[Data for the task start]

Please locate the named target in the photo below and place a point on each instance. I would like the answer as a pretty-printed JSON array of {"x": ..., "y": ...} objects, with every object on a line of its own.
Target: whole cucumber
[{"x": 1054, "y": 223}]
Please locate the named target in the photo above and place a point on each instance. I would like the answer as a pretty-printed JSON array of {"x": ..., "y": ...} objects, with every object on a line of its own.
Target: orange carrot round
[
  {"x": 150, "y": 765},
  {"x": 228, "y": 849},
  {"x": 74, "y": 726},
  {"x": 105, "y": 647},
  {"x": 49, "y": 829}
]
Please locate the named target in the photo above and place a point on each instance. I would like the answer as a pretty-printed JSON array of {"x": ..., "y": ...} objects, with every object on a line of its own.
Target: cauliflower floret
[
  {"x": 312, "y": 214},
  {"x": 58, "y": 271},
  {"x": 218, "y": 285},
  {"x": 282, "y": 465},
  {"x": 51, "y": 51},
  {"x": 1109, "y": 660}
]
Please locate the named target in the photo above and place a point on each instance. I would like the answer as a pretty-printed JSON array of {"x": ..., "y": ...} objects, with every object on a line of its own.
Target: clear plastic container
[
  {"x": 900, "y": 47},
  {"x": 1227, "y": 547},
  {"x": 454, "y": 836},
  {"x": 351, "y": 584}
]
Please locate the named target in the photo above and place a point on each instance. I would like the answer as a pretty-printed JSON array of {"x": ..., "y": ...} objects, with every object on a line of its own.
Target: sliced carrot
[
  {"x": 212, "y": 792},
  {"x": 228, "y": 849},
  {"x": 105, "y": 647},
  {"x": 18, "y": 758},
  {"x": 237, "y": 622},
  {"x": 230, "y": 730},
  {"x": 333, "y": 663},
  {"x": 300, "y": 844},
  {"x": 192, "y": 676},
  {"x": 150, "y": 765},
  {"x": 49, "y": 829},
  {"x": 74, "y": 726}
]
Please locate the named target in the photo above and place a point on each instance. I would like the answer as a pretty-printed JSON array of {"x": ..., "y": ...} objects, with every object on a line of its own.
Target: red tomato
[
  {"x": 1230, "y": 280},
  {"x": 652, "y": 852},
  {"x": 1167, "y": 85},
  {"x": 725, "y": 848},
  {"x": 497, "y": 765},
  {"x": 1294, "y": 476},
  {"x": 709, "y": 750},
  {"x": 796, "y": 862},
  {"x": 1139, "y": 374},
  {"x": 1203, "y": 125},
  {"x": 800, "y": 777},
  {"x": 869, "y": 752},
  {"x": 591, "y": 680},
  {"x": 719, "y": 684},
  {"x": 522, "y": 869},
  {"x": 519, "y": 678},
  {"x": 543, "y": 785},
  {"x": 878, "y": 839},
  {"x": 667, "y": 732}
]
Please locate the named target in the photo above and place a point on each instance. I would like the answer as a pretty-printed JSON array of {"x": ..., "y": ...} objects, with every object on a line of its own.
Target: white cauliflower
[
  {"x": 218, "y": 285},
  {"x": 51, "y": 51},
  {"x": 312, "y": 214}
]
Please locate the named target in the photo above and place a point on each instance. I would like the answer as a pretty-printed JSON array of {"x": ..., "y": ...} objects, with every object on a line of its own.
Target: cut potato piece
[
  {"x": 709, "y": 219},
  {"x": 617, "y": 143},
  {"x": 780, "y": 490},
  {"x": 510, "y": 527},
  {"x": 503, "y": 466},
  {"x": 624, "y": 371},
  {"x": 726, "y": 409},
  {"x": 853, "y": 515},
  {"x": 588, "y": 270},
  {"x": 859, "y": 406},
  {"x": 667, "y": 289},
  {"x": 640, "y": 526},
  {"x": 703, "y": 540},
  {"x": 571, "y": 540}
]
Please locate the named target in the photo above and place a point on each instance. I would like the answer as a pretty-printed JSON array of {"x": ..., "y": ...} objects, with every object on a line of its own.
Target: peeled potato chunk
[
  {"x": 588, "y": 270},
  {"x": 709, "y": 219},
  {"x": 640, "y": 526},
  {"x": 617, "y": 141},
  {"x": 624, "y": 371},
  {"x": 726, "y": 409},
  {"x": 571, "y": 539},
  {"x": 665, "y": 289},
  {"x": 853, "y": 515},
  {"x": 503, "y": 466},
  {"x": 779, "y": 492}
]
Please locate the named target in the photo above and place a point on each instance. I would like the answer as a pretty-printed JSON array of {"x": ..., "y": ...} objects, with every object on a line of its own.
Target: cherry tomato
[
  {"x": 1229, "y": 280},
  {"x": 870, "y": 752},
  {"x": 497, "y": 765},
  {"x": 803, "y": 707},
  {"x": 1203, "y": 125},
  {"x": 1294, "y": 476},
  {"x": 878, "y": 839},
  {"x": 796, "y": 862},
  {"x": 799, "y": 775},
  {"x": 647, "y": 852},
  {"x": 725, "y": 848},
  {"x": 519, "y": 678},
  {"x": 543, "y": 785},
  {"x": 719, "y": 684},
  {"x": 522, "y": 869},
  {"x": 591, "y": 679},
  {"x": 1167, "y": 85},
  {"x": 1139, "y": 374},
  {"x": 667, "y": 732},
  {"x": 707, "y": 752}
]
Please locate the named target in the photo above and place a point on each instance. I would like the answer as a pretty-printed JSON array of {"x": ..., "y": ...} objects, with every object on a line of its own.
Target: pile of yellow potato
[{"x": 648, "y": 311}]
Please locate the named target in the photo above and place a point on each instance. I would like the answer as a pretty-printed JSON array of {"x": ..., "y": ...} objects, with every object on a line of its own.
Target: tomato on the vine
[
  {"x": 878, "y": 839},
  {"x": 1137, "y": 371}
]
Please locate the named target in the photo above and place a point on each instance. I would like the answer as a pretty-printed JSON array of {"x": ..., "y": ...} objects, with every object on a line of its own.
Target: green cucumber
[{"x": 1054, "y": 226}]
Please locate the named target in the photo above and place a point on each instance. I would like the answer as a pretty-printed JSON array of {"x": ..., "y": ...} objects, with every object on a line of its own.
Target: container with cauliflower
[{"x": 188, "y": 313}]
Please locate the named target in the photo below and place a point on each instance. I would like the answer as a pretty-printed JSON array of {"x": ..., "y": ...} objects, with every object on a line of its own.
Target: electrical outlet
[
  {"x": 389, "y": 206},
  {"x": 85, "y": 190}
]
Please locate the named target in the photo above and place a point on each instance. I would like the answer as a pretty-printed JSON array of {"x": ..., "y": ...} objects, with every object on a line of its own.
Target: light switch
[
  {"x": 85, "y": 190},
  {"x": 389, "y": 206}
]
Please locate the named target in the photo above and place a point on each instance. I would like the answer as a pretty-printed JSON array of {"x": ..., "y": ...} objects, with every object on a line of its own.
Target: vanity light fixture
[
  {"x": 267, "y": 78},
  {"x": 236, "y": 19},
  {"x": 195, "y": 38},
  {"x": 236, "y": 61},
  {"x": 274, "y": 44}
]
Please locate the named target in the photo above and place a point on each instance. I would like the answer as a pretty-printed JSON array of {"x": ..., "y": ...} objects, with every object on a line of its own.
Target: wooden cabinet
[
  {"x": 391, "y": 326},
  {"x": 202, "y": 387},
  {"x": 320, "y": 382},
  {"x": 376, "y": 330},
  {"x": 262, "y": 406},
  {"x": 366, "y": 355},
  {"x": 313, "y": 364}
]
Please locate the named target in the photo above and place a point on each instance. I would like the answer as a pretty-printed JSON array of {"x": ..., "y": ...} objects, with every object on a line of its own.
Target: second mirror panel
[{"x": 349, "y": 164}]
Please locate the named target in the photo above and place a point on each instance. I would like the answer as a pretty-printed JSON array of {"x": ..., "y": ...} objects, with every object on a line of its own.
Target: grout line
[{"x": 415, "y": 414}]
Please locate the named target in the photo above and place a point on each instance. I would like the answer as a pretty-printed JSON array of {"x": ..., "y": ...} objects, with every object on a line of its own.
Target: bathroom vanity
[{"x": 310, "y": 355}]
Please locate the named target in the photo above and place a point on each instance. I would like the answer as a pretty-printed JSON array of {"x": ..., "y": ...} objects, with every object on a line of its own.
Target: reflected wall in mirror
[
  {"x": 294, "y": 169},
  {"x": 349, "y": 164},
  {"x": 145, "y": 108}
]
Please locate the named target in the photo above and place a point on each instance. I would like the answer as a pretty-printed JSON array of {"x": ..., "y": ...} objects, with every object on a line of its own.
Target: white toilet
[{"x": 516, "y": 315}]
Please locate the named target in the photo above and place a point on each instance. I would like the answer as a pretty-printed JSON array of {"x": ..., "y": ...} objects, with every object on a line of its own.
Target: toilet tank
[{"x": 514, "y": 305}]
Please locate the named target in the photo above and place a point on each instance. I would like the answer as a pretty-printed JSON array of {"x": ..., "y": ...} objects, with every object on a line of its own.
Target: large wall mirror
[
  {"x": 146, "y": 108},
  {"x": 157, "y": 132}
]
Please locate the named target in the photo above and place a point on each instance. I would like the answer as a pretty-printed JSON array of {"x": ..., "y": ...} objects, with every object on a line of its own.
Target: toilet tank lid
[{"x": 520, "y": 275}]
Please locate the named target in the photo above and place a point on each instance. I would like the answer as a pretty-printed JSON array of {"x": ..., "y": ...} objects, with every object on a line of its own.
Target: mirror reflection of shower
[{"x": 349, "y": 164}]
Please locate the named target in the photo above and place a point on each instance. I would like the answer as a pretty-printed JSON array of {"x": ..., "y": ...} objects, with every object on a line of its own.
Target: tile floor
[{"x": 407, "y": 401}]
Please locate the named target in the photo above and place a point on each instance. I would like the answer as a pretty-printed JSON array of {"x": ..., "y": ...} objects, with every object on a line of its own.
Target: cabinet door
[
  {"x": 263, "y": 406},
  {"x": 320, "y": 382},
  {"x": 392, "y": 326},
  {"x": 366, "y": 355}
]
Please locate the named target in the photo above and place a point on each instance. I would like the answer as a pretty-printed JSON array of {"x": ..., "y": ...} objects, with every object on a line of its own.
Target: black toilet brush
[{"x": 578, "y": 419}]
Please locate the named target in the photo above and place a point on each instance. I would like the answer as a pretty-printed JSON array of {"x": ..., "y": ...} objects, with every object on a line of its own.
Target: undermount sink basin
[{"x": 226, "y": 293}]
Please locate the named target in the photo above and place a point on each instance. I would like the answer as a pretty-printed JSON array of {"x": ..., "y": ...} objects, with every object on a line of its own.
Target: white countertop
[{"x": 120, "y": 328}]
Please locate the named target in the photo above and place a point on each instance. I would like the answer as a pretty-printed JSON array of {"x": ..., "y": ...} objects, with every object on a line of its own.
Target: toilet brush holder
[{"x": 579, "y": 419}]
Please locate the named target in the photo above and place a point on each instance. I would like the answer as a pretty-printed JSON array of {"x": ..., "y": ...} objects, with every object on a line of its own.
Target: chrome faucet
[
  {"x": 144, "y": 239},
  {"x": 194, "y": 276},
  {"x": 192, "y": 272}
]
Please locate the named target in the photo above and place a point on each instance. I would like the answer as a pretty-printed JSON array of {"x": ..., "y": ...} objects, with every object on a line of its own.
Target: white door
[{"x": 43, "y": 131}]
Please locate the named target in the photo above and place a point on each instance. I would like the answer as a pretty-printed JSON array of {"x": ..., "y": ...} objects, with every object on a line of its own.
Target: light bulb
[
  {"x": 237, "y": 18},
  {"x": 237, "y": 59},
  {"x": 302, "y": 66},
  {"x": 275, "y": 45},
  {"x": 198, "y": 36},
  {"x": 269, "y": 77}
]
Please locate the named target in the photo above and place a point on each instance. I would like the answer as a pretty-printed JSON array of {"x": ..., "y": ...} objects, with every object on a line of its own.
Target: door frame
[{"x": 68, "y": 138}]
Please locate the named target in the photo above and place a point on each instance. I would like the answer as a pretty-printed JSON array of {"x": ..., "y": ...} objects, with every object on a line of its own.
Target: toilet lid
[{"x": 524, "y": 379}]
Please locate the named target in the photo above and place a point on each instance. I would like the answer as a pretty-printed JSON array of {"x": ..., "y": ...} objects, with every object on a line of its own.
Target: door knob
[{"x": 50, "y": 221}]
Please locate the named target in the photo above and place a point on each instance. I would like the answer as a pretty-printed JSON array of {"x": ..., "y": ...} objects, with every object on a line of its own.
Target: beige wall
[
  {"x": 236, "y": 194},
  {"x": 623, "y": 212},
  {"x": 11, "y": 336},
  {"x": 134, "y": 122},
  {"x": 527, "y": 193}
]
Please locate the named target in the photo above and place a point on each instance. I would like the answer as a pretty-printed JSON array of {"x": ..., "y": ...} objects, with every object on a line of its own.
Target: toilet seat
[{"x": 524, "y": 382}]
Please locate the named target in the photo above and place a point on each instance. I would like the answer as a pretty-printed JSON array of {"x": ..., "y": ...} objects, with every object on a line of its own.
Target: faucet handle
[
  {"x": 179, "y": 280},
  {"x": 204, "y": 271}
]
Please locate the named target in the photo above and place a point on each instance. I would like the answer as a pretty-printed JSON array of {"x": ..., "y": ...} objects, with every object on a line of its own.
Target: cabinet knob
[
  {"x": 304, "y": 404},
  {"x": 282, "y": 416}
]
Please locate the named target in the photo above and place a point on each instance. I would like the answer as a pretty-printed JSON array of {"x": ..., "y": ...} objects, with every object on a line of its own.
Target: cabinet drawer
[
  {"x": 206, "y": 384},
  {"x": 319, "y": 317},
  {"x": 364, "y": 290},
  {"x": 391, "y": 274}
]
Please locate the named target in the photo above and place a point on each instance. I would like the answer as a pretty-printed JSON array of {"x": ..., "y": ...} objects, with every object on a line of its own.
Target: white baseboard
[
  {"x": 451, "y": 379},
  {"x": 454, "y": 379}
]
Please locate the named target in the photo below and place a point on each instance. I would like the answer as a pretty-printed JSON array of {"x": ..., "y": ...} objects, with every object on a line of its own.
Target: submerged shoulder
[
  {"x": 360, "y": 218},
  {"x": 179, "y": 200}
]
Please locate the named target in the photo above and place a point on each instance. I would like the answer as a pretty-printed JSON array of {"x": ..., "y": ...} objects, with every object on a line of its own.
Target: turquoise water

[Data for the task end]

> Exercise brief
Find every line in the records above that contains the word "door" and copy each one out.

> Task solution
Target: cabinet door
Target: white door
Target: door frame
Target: door knob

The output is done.